**WORK TO BE COMPLETED**
Don't copy the pictures; return every other part of the records exactly.
=-=-=
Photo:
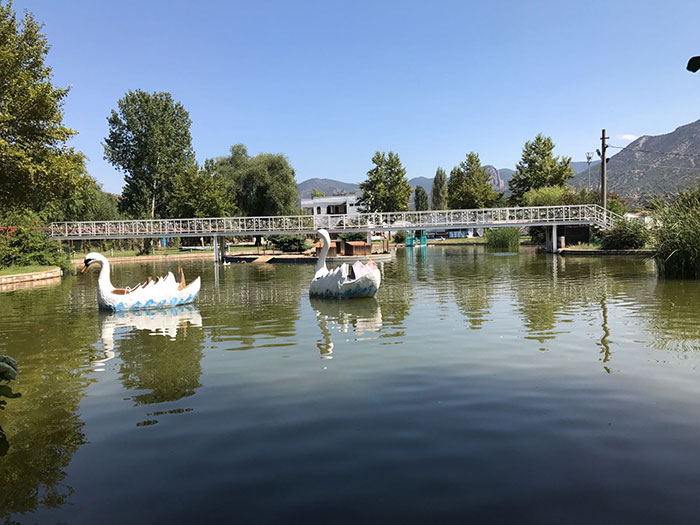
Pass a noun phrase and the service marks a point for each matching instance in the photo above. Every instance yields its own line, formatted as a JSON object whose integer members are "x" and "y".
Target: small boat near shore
{"x": 161, "y": 292}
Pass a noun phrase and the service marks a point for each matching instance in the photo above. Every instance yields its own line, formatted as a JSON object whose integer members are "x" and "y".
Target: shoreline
{"x": 17, "y": 281}
{"x": 151, "y": 258}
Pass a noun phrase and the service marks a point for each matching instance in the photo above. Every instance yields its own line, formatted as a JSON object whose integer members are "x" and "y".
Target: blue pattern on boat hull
{"x": 121, "y": 307}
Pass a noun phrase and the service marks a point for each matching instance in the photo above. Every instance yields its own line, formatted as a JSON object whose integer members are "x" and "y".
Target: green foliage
{"x": 353, "y": 236}
{"x": 149, "y": 141}
{"x": 469, "y": 185}
{"x": 625, "y": 235}
{"x": 539, "y": 167}
{"x": 262, "y": 185}
{"x": 503, "y": 238}
{"x": 421, "y": 199}
{"x": 545, "y": 196}
{"x": 386, "y": 188}
{"x": 399, "y": 237}
{"x": 28, "y": 245}
{"x": 288, "y": 243}
{"x": 438, "y": 193}
{"x": 37, "y": 168}
{"x": 202, "y": 193}
{"x": 677, "y": 236}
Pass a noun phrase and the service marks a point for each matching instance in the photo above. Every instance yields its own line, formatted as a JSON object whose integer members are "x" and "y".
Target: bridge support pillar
{"x": 551, "y": 239}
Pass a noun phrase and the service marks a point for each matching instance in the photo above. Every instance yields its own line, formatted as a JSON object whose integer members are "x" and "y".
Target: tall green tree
{"x": 202, "y": 194}
{"x": 469, "y": 185}
{"x": 386, "y": 188}
{"x": 264, "y": 185}
{"x": 149, "y": 141}
{"x": 438, "y": 193}
{"x": 37, "y": 168}
{"x": 539, "y": 167}
{"x": 420, "y": 199}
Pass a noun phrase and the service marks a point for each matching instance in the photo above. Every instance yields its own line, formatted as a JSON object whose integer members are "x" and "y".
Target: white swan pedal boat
{"x": 346, "y": 281}
{"x": 155, "y": 293}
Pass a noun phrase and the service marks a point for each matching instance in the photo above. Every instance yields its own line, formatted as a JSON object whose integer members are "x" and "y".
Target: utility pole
{"x": 603, "y": 172}
{"x": 589, "y": 156}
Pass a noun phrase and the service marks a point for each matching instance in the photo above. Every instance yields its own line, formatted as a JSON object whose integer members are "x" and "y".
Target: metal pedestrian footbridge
{"x": 573, "y": 215}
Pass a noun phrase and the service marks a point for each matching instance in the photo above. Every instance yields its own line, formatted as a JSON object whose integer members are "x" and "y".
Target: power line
{"x": 665, "y": 167}
{"x": 657, "y": 152}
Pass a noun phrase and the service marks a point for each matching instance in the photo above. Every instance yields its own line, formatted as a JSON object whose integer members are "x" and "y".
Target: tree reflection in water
{"x": 43, "y": 427}
{"x": 167, "y": 368}
{"x": 261, "y": 307}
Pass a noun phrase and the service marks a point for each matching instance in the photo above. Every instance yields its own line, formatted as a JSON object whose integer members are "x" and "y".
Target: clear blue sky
{"x": 329, "y": 83}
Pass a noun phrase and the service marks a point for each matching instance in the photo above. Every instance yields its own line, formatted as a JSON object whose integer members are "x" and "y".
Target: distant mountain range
{"x": 651, "y": 166}
{"x": 335, "y": 187}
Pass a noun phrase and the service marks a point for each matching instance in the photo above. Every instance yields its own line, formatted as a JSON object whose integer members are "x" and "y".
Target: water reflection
{"x": 260, "y": 309}
{"x": 160, "y": 369}
{"x": 361, "y": 318}
{"x": 166, "y": 322}
{"x": 43, "y": 427}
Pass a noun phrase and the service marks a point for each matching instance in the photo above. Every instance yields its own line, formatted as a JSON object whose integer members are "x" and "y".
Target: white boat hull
{"x": 335, "y": 284}
{"x": 153, "y": 295}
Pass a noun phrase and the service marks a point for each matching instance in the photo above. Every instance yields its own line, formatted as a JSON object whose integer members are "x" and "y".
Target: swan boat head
{"x": 92, "y": 258}
{"x": 162, "y": 292}
{"x": 344, "y": 282}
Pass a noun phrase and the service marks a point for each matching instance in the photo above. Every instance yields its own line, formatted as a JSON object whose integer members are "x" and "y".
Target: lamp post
{"x": 589, "y": 157}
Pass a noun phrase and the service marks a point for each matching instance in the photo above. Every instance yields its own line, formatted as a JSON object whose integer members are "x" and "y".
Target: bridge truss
{"x": 573, "y": 215}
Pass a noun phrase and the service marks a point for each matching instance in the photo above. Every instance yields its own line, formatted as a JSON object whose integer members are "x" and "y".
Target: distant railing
{"x": 583, "y": 214}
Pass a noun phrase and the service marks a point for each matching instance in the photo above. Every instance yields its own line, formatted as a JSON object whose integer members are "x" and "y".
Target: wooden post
{"x": 603, "y": 173}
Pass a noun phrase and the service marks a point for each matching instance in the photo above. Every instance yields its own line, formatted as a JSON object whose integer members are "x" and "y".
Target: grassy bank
{"x": 19, "y": 270}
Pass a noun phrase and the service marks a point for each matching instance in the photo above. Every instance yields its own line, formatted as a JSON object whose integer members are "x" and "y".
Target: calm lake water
{"x": 477, "y": 386}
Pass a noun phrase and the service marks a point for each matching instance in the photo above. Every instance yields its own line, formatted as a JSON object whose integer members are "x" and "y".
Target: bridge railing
{"x": 410, "y": 220}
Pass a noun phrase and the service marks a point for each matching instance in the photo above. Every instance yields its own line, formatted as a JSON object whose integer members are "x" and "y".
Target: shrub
{"x": 625, "y": 235}
{"x": 503, "y": 238}
{"x": 677, "y": 237}
{"x": 28, "y": 245}
{"x": 353, "y": 236}
{"x": 289, "y": 243}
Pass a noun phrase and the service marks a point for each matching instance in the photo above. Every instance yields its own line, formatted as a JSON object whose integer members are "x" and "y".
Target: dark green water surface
{"x": 476, "y": 387}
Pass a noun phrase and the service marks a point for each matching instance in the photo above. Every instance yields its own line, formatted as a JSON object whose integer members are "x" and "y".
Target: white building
{"x": 336, "y": 205}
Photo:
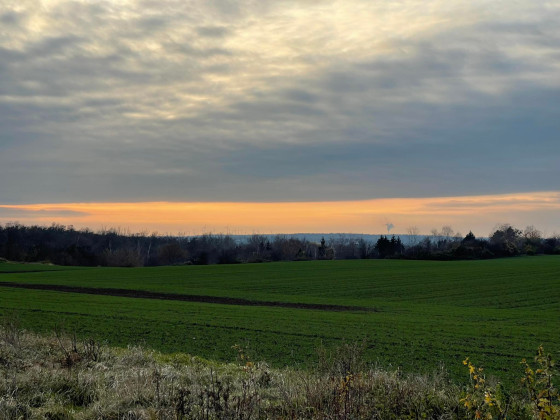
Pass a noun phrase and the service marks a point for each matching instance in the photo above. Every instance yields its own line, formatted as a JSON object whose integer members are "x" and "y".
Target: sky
{"x": 280, "y": 116}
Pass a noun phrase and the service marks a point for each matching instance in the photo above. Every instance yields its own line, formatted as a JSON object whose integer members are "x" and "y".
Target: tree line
{"x": 65, "y": 245}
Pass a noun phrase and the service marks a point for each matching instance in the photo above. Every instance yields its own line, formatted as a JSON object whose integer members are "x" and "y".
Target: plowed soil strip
{"x": 144, "y": 294}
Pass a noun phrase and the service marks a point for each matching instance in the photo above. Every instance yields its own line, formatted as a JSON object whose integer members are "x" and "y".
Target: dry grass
{"x": 58, "y": 377}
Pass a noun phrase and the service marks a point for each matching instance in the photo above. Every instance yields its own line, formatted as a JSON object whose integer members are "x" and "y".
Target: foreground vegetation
{"x": 60, "y": 377}
{"x": 416, "y": 314}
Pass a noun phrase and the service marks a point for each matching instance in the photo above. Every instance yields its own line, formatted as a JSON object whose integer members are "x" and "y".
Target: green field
{"x": 426, "y": 312}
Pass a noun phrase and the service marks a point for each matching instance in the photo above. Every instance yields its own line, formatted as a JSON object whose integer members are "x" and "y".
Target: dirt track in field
{"x": 144, "y": 294}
=-=-=
**CORRECT RESULT**
Photo:
Pass a noun phrase and the service marks a point for each matching instance in the photo above. Every instance yields its own line, formatted as a JSON object whose integer members are "x" and "y".
Target: small boat near shore
{"x": 161, "y": 292}
Pass a noun phrase and the service marks a point for each matching instance in the photo above. Every instance yields its own line, formatted as a JSON object whose integer members are "x" and "y".
Target: shoreline
{"x": 17, "y": 281}
{"x": 151, "y": 258}
Pass a noun phrase and the service marks a point for each matching instance in the photo above. Every instance yields its own line, formatted as a JSON object whose integer members are "x" and "y".
Target: blue pattern on boat hull
{"x": 121, "y": 307}
Pass a noun phrase and the service marks a point for each matching instance in the photo above. Every instance yields its own line, formatted as a JSON object whose integer members are "x" and "y".
Target: green foliage
{"x": 353, "y": 236}
{"x": 149, "y": 141}
{"x": 469, "y": 185}
{"x": 625, "y": 235}
{"x": 539, "y": 167}
{"x": 262, "y": 185}
{"x": 503, "y": 238}
{"x": 421, "y": 199}
{"x": 545, "y": 196}
{"x": 386, "y": 188}
{"x": 399, "y": 237}
{"x": 28, "y": 245}
{"x": 288, "y": 243}
{"x": 438, "y": 193}
{"x": 37, "y": 168}
{"x": 202, "y": 193}
{"x": 677, "y": 236}
Pass a noun phrase and the service marks a point for each matching instance in the photo above. Every instance yields its own line, formatted as a JSON object whose integer members are "x" and "y".
Target: bridge support pillar
{"x": 551, "y": 239}
Pass a noun phrase and the service marks a point for each matching instance in the photo above. Every instance yields its own line, formatted as a JSON object whose integer members are "x" and "y".
Target: tall green tree
{"x": 202, "y": 194}
{"x": 469, "y": 185}
{"x": 386, "y": 188}
{"x": 264, "y": 185}
{"x": 149, "y": 141}
{"x": 438, "y": 193}
{"x": 37, "y": 168}
{"x": 539, "y": 167}
{"x": 420, "y": 199}
Pass a noun phrase and the service marks a point for each matching instance in the photo above. Every instance yields its own line, formatted as a JSON object whose integer members are "x" and "y".
Target: white swan pedal boat
{"x": 346, "y": 281}
{"x": 155, "y": 293}
Pass a noun phrase and the service marks a point for each matching instance in the photo above. Every instance yields its own line, formatted as a JSON object whose integer members are "x" and "y".
Target: utility pole
{"x": 603, "y": 172}
{"x": 589, "y": 156}
Pass a noun phrase and the service marks a point for each matching instance in the photo above. Every instance yields its own line, formatted as a JSON object whose integer members are "x" and "y".
Target: metal pedestrian footbridge
{"x": 573, "y": 215}
Pass a noun phrase and the service marks a point for each matching instance in the photo above. Every instance yields its own line, formatted as a JSON object whose integer members are "x" and "y".
Target: power line
{"x": 665, "y": 167}
{"x": 657, "y": 152}
Pass a noun phrase and the service marks a point for each matching instance in the photo above. Every instance yields its own line, formatted as a JSON object whose integer members are "x" and "y".
Target: tree reflection in water
{"x": 43, "y": 427}
{"x": 167, "y": 368}
{"x": 261, "y": 307}
Pass a noun phrase and the service marks a point for each matching instance in the photo above. Every instance yields its own line, formatted as a JSON object whose integer members are "x" and "y".
Target: clear blue sky
{"x": 329, "y": 83}
Pass a noun phrase and the service marks a point for each matching instance in the photo above. Every instance yields its own line, formatted as a JSON object whose integer members are "x" and "y".
Target: distant mountain range
{"x": 651, "y": 166}
{"x": 335, "y": 187}
Pass a noun phrase and the service marks a point for each matching instance in the photo above. Every instance yields its own line, formatted as a JSON object whose integer members are "x" and "y".
Target: water reflection
{"x": 260, "y": 309}
{"x": 160, "y": 369}
{"x": 361, "y": 318}
{"x": 166, "y": 322}
{"x": 43, "y": 427}
Pass a noun phrase and the service marks a point for each matching instance in the photo above. Every instance yields its own line, formatted as a JSON object whose integer members are "x" and "y".
Target: white boat hull
{"x": 335, "y": 284}
{"x": 153, "y": 295}
Pass a noun phrase and the service marks a point for each matching instance in the photo above. Every instance yields its own line, formatted as a JSON object whose integer members are "x" and "y".
Target: swan boat head
{"x": 92, "y": 258}
{"x": 162, "y": 292}
{"x": 344, "y": 282}
Pass a noun phrase and the service marks a point for each matching instance in the photo above. Every instance yields its own line, formatted as a JSON object whose integer members are "x" and "y".
Target: lamp post
{"x": 589, "y": 157}
Pass a noun phrase and the service marks a point for each matching instance in the photo above. Every instance yields its own line, formatted as a JSON object whose integer members are "x" and "y".
Target: bridge truss
{"x": 573, "y": 215}
Pass a noun phrase and the service marks a point for each matching instance in the photo above. Every instance yields its own line, formatted as a JSON object whose integer members are "x" and "y".
Target: distant railing
{"x": 583, "y": 214}
Pass a noun phrase and the service marks a point for each matching instance in the photo above. Every instance yields its own line, formatted as a JSON object whose integer members are "x" and "y".
Target: wooden post
{"x": 603, "y": 173}
Pass a noun phrase and the service marks a point for each matching instance in the photo above. Every instance yields its own line, formatted as a JSON object whose integer members are "x" and "y".
Target: grassy bank
{"x": 19, "y": 270}
Pass a noun phrase and the service marks a point for each matching instance in the photo above. Every instance yields its own line, formatted as a JSON object whose integer members are "x" and "y".
Target: calm lake water
{"x": 477, "y": 386}
Pass a noun phrase and the service marks a point for each matching instance in the photo above. Every instance yields its own line, formatted as a JSON object whose integer members are "x" and "y".
Target: bridge railing
{"x": 410, "y": 220}
Pass a noun phrase and the service marks a point for each matching instance in the photo above. Every instance yields its own line, formatted as a JSON object whose integer members are "x" and "y".
Target: shrub
{"x": 625, "y": 235}
{"x": 503, "y": 238}
{"x": 677, "y": 237}
{"x": 28, "y": 245}
{"x": 353, "y": 236}
{"x": 289, "y": 243}
Pass a noun phrase and the service marks a point for each matching instance in the photo above. Every instance yields its own line, formatted as a JSON object whose integer members are "x" and "y".
Target: dark green water surface
{"x": 476, "y": 387}
Pass a noun phrase and the service marks a point for each matching instance in the photo above. Every instance yields its own line, formatted as a JSON object whose integer members are "x" and "y".
Target: white building
{"x": 336, "y": 205}
Photo:
Pass a noun phrase and the service marks a point for each matching instance in the photo above. Every instance yields its own line, formatted as a JSON object whose integer members are "x" and "y".
Target: sky
{"x": 280, "y": 116}
Pass a noun phrase and the service marks a point for each matching instance in the photo above. Every instance yields its own line, formatted as a JSON object whose integer members are "x" and "y".
Target: tree line
{"x": 65, "y": 245}
Pass a noun phrase and the service marks a point for each matching instance in the photo above. Every instance yields its own line, formatted as a JSON object whose integer members are "x" and "y".
Target: plowed soil strip
{"x": 144, "y": 294}
Pass a noun phrase and the service marks a point for each matching instance in the photo above. Every instance yields its own line, formatted as a JSON object whose integer members are "x" and "y".
Target: dry grass
{"x": 58, "y": 377}
Pass a noun phrase and the service marks a point for each matching instance in the photo above. Every instance yields its own line, formatted as a JSON object whose integer members are "x" and "y".
Target: foreground vegetation
{"x": 60, "y": 377}
{"x": 416, "y": 314}
Pass a noun phrase and the service marks a point for each matching instance in the photo above. Every instance yields its own line, formatted as a JSON object whose integer members are "x" and "y".
Target: green field
{"x": 426, "y": 312}
Pass a noun phrase and the service marks a point for each matching instance in the photo above. Every instance yields its own line, formatted as a JSON object whose integer members are "x" and "y".
Target: dirt track in field
{"x": 144, "y": 294}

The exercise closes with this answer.